Referring expression pointing data
--- --- ---
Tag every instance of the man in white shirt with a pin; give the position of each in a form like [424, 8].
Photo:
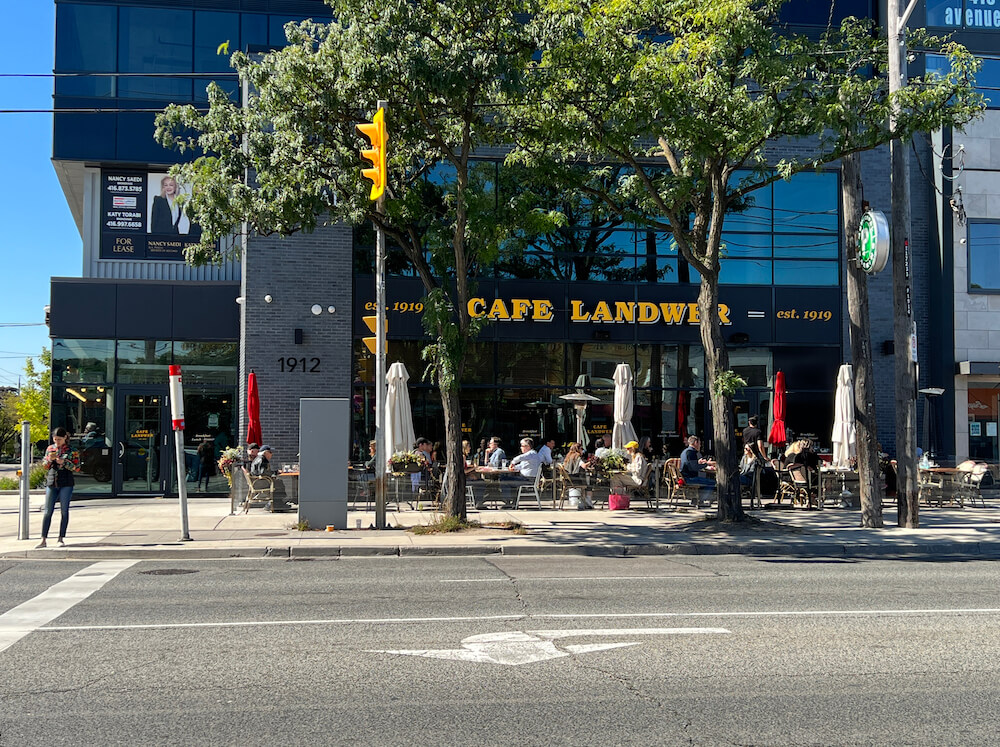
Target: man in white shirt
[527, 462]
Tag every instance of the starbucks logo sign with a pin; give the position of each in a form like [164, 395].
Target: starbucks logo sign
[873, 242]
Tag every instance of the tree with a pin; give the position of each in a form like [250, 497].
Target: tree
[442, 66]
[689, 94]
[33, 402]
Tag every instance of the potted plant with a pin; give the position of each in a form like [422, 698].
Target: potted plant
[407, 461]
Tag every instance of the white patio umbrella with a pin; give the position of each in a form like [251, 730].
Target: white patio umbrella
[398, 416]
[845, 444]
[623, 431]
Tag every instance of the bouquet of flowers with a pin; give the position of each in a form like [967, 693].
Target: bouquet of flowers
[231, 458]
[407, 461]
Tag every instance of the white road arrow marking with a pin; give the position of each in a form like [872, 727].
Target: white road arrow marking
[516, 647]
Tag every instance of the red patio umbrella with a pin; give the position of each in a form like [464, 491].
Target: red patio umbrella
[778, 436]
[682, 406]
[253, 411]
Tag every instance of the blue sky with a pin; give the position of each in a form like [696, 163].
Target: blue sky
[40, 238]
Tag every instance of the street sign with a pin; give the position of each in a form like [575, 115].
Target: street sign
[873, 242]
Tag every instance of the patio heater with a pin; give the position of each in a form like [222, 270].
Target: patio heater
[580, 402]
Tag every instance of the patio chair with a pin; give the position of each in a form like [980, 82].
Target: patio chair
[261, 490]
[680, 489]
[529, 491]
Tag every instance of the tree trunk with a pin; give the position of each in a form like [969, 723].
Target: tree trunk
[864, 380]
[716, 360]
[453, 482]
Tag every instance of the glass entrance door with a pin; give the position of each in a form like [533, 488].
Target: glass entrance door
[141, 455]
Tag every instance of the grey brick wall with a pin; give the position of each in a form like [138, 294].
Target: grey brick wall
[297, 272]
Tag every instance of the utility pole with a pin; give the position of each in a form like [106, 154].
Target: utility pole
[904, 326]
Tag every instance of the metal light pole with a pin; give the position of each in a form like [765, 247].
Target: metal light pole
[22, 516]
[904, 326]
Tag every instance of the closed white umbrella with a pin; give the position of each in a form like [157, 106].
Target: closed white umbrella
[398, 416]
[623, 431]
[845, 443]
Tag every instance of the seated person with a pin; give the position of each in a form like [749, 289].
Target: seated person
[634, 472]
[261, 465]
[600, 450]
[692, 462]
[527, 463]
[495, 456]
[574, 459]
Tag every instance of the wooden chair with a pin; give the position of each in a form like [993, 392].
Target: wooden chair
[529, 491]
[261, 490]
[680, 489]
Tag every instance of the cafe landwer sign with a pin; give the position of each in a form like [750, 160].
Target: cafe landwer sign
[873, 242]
--- --- ---
WORK TO BE COMPLETED:
When you transcribe the entries, reproduce each line exactly and skip any picture.

RESULT FOR THIS TASK:
Tag every instance of the man in white shirt with a pin; give the position of each in a form like [424, 8].
Photo:
Target: man in white shirt
[527, 462]
Tag every instance of the starbucks logo sign with a pin; give the position of each in a form like [164, 395].
Target: starbucks logo sign
[873, 242]
Tag every instance of the tree with a pin; give the position of each in a form like [250, 497].
Target: tree
[442, 66]
[689, 94]
[33, 402]
Tag every instance of the potted plant with a pin; give the position of each in a form like [422, 698].
Target: potted plant
[407, 461]
Tag every instance of the white patio umbrella with a pin; give the position of each in a form like [251, 730].
Target: white patio umbrella
[398, 416]
[845, 444]
[623, 431]
Tag every instance of the bouquet of flowers with a pin; give the position of each in a form like [967, 693].
Target: bouquet of flowers
[231, 458]
[407, 461]
Tag every instance of the white road arrow marking with a pin; give the position of each in a form like [872, 727].
Target: white road arrow marking
[516, 647]
Tag every instance of the red patio umbrella with a pin; give the position of each in a form like [464, 491].
Target: red patio umbrella
[778, 436]
[682, 406]
[253, 411]
Tag every instance of the blue sky with a pin; give the position of each in a form like [696, 163].
Target: blue sky
[40, 238]
Tag every instance of the street sign with a pin; give the position of each in a form like [575, 115].
Target: street sign
[873, 242]
Tag every instance of the patio heater with a pin; give the position of each in a form like [222, 270].
Target: patio heater
[580, 402]
Tag every instance of the patio chair with a pin; give the position of each in a form like [980, 82].
Target: patio chair
[261, 490]
[680, 489]
[529, 491]
Tag every instance of the tree trunk with a pin; give the position of each in a form like [969, 723].
Target: tree trunk
[864, 380]
[716, 360]
[453, 482]
Tag every instance of the glass entrance door with a pin; give the position of each in a form like [533, 488].
Target: glass entrance door
[141, 455]
Tag every instance of the grey brick wall with a pin; give the position of each in a form like [138, 294].
Target: grey brick wall
[297, 272]
Tag every instance of the utility pole with a pin; give the position of each in a form like [106, 154].
Target: utility pole
[904, 326]
Tag every instance of the metal light pole with a pin; give the position of each in a form like [765, 247].
Target: metal light pole
[22, 516]
[904, 326]
Tag every instance of the closed white umbrella with a pin; give the position of each in a form like [157, 106].
Target: closed white umbrella
[398, 416]
[623, 431]
[845, 443]
Tag every instance of the seated person with a pin; give the position of each in a form like [749, 289].
Target: seated person
[634, 472]
[261, 465]
[600, 450]
[692, 462]
[527, 463]
[495, 456]
[574, 459]
Tag every instance of the wooden chair with a pin; give the position of each in a form like [993, 392].
Target: wooden chair
[529, 491]
[261, 490]
[680, 489]
Tag every instance of the cafe landwer sign with a pin; give the position of each in a form like [750, 160].
Target: cafe landwer sign
[873, 242]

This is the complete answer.